_TASK REQUIREMENTS_. Your answer must contain each line of the data, copied exactly.

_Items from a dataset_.
§ §

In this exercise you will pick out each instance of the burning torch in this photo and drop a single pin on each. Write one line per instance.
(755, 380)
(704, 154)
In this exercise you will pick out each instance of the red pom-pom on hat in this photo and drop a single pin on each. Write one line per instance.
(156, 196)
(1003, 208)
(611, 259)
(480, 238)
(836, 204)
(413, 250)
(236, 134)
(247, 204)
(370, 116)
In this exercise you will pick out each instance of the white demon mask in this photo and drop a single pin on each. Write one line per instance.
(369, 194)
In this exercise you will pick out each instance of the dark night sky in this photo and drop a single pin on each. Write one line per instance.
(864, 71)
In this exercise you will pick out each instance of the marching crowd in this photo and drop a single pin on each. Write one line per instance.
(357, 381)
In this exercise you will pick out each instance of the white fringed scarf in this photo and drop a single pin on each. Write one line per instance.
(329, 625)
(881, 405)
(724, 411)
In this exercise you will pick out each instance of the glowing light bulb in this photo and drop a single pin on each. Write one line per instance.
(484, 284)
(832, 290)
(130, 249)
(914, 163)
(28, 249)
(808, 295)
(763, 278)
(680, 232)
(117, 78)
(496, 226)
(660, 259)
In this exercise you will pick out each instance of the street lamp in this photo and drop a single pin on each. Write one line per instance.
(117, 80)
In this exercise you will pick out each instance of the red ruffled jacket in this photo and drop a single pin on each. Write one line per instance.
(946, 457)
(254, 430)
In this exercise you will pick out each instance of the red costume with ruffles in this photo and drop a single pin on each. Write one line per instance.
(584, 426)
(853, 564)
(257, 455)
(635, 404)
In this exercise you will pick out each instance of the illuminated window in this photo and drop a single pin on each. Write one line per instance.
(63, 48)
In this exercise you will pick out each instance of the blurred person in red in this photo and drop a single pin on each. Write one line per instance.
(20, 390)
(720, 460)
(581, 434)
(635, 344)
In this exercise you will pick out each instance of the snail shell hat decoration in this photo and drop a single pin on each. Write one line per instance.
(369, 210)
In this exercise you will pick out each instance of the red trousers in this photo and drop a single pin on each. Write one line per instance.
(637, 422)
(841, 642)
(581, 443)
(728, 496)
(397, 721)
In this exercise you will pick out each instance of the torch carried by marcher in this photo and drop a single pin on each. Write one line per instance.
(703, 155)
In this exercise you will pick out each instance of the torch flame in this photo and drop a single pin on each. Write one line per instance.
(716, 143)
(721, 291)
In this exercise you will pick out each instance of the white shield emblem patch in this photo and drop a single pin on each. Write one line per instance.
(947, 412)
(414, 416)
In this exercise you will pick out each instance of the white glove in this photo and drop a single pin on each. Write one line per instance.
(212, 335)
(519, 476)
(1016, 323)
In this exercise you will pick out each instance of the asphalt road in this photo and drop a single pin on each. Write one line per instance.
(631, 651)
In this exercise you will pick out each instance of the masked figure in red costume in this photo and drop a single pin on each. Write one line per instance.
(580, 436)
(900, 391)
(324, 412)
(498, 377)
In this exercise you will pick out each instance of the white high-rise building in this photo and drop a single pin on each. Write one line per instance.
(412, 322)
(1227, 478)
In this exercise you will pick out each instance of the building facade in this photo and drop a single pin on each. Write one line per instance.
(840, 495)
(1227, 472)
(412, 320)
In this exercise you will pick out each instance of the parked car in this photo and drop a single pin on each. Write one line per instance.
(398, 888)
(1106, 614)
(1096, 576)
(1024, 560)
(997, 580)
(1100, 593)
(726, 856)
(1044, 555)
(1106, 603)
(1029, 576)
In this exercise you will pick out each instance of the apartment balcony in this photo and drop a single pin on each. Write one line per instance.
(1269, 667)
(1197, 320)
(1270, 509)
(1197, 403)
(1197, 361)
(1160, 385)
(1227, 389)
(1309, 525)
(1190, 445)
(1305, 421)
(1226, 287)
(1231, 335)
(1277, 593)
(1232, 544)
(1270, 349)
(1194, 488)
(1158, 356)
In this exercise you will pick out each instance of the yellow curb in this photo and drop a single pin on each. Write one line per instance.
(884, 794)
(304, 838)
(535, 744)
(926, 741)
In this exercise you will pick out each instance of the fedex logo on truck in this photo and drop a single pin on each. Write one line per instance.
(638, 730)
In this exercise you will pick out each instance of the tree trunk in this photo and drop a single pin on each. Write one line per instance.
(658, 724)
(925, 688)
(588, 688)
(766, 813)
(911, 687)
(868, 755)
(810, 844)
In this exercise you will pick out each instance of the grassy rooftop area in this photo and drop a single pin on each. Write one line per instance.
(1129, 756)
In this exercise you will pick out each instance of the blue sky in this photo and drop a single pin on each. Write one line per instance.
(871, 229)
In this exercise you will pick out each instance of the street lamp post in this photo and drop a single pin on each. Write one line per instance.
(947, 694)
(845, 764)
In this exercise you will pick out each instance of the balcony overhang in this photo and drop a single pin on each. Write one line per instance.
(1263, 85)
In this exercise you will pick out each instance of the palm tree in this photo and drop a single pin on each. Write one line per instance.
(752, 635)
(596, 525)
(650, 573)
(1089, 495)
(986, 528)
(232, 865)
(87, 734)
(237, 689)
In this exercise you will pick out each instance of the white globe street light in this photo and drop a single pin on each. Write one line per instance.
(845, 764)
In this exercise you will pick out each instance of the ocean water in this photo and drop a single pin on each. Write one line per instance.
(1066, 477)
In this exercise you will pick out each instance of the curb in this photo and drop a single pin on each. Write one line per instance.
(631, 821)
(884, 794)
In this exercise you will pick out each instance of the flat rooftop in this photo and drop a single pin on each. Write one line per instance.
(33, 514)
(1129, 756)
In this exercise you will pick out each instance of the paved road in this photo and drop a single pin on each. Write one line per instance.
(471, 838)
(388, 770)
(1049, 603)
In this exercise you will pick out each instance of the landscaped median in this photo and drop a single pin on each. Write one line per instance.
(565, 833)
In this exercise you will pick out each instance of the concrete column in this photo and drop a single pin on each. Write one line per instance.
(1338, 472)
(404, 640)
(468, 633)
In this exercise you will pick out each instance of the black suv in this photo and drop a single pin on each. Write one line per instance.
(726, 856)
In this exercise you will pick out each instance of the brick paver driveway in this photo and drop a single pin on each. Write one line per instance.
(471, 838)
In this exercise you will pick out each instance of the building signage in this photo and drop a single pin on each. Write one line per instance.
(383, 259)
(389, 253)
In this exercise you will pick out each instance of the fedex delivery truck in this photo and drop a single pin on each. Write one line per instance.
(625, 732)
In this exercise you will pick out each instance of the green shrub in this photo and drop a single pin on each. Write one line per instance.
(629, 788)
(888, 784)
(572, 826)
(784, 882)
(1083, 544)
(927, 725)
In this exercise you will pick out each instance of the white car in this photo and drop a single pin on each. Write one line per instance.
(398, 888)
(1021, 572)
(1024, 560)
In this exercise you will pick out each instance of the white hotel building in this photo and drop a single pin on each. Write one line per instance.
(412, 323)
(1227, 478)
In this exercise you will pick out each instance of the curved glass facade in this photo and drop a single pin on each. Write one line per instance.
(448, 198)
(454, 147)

§ §

_WRITTEN RESPONSE_.
In this exercise you will pick out each instance of the burning torch in this photo and drop a single pin on each. Write one line per instance.
(755, 380)
(704, 154)
In this exercise you will pick out each instance of the red pom-pom on hat in this photo and drop a single pin on each. Write one line per instance.
(156, 196)
(1003, 208)
(611, 259)
(480, 238)
(836, 204)
(413, 250)
(236, 134)
(247, 204)
(370, 116)
In this exercise you will pick out each instance of the white demon mask in this photo and drop a single pin on each. Write one line per instance.
(369, 194)
In this exercise you will pick out each instance of the dark night sky in this photo and drop a single pin on each. Write one line per instance.
(864, 71)
In this exercise you will pick out each instance of the marching crowd in this photo and drop a single pin on each. Write one line per instance.
(357, 381)
In this exercise you will pick out each instance of the white fringed scarf in this photo and drop a single pin on each. Write one line per instance.
(329, 625)
(881, 405)
(724, 411)
In this exercise you will pick out each instance of the glowing light bulb in this photo and drop a single pin on each. Write one line per instance.
(484, 284)
(832, 290)
(130, 249)
(914, 163)
(28, 249)
(808, 295)
(763, 278)
(680, 232)
(117, 78)
(496, 226)
(660, 259)
In this exercise you will pick out each instance of the street lamp in this photo and drop a single pin on each. Write one line per instance.
(117, 80)
In this exercise you will pick out each instance of the red ruffled jacket in this photo and drop a single pin on each. Write one line per instance.
(946, 457)
(254, 430)
In this exercise you will pick out each instance of the red costume with ruffles in this photo and drop a single pin on each. Write one line per instance.
(584, 426)
(853, 564)
(257, 455)
(635, 404)
In this exercise you will pick out each instance of the illuminated window in this photo and drop a single pin on each. Write one line per instance.
(63, 48)
In this exercise you will pick out each instance of the blurred person in red in this photo and drop a single pin on each. Write one line per instance.
(20, 390)
(720, 460)
(581, 434)
(635, 344)
In this exercise you will pick out each instance of the snail shell hat decoration in this photo and drop a single pin on each. Write one line per instance.
(369, 210)
In this exercise you will pick out each instance of the red trousers in this photo and drop a single pin on each. Write one line per instance.
(637, 422)
(841, 642)
(581, 443)
(728, 496)
(397, 721)
In this exercise you will pick out each instance of the torch carried by marcher in this photo and drop a single pin on each. Write one line per instance.
(703, 155)
In this exercise you will pick out each instance of the torch flame in this photo and drop a single pin on each. Write one line per instance.
(716, 143)
(721, 291)
In this exercise you will pick out each instance of the white shield emblem patch in this photo and drop a single pin on each. Write one line per instance.
(947, 412)
(414, 416)
In this exercise you will pick out each instance of the white glove in this photo and drop a single pin on each. Write one line per instance.
(212, 335)
(519, 476)
(1016, 323)
In this exercise you will pick out each instance of the asphalt road in this photo and drop a single pin on each. Write one line per instance.
(631, 651)
In this exercise you will pick out each instance of the masked figure in red costume in this photo and drop a single pin on each. Write one line per instance.
(580, 436)
(900, 391)
(324, 412)
(498, 377)
In this exercise you will pick out each instance of the white high-rise building in this photo and drop a single pin on each. Write one line per instance.
(412, 322)
(1227, 478)
In this exercise you will pick out each instance of the building facade in this photo and drop a single pin on each. Write one line per instance.
(840, 495)
(1227, 472)
(412, 320)
In this exercise you will pick out each instance of the parked car in this photo and drop a single pin on each. Write one line per instance.
(398, 888)
(1106, 614)
(1096, 576)
(1024, 560)
(997, 580)
(1100, 593)
(726, 856)
(1044, 555)
(1106, 603)
(1029, 576)
In this exercise you will pick out each instance of the apartment balcony in this photo and drop a single pin on each. Write one line per instance.
(1269, 667)
(1197, 320)
(1270, 509)
(1197, 403)
(1197, 361)
(1160, 385)
(1227, 389)
(1309, 525)
(1190, 445)
(1305, 421)
(1226, 287)
(1231, 335)
(1277, 593)
(1232, 544)
(1270, 349)
(1194, 488)
(1158, 356)
In this exercise you will pick out each instance of the yellow curb in this photo and drop a single pin on each. Write one line per instance.
(884, 794)
(304, 838)
(535, 744)
(926, 741)
In this exercise you will pick out each instance of the fedex logo on truck in this photo and drop a single pin on each. Write one line per instance.
(638, 730)
In this exercise you will pick out each instance of the tree trunk in this photo and drop a single pin on each. Write one line per instance.
(658, 724)
(925, 688)
(588, 688)
(766, 813)
(911, 687)
(868, 755)
(810, 844)
In this exercise you will pick out each instance of the grassy rooftop area in this photo and drop a single pin on each. Write one line per instance.
(1129, 756)
In this exercise you will pick out each instance of the blue sky in this photo and drop a single pin on each. Write one line per instance.
(871, 229)
In this exercise you will pick out each instance of the street lamp post in this photo and drop a single pin on each. Write one line per instance.
(947, 694)
(845, 764)
In this exercise you will pick out each instance of the balcony overhang in this photo and drop a single pin on each. Write one line per instance.
(1263, 85)
In this exercise you will pick out each instance of the palm tree in this photo and drop a single pin on each. Write one line per instance.
(752, 635)
(596, 525)
(650, 573)
(1089, 495)
(986, 528)
(232, 865)
(87, 734)
(237, 689)
In this exercise you will pick out each instance of the white globe street light in this photo and drop a single pin on each. Write one line per instance.
(845, 764)
In this exercise you will pick out each instance of the ocean water in this photo and drop a single pin on each. Write one line per instance.
(1066, 477)
In this exercise you will pick out each instance of the curb in this photo and drop a single pin on each. Write one line per instance.
(631, 821)
(884, 794)
In this exercise you will pick out each instance of the flat rooftop in this photo and drop a single pin on each. Write one line per instance.
(33, 514)
(1129, 756)
In this exercise you will pick out each instance of the paved road in this photo and drop a single pin on each. Write one line per instance.
(471, 838)
(388, 770)
(1049, 603)
In this exercise you will pick out each instance of the landscaped median in this photo and drop a single pin on each. Write one line per instance.
(565, 833)
In this exercise you will pick out each instance of the concrete column in this photo and drop a single pin on each. Write one line per instance.
(1338, 472)
(404, 640)
(468, 633)
In this exercise you will pick out each instance of the black suv in this photo and drop a single pin on each. Write one line per instance.
(726, 856)
In this exercise you will pick out each instance of the brick paver driveway in this photo and drop a single pin on each. Write one line per instance.
(471, 838)
In this exercise you will pick out each instance of the building signage in this photo and drop a single pin on each. Write one line per instance.
(383, 259)
(389, 253)
In this exercise you will pick out each instance of the fedex delivery truck in this photo and drop a single pin on each. Write one line per instance.
(625, 732)
In this exercise you will pick out each instance of the green shrub in this photo and drop a single pin on each. Write one line per instance.
(629, 788)
(888, 784)
(572, 826)
(784, 882)
(1083, 544)
(927, 725)
In this exercise you will pick out each instance of the white car in this photo and drop a single pin on each. Write one line per instance.
(398, 888)
(1021, 572)
(1024, 560)
In this exercise you will pick out each instance of the white hotel building in this photo and drop a single pin on each. Write one line per instance.
(412, 323)
(1227, 478)
In this exercise you will pick out each instance of the curved glass facade in this photo and drop a single pin on each. Write one line per instance.
(448, 198)
(454, 147)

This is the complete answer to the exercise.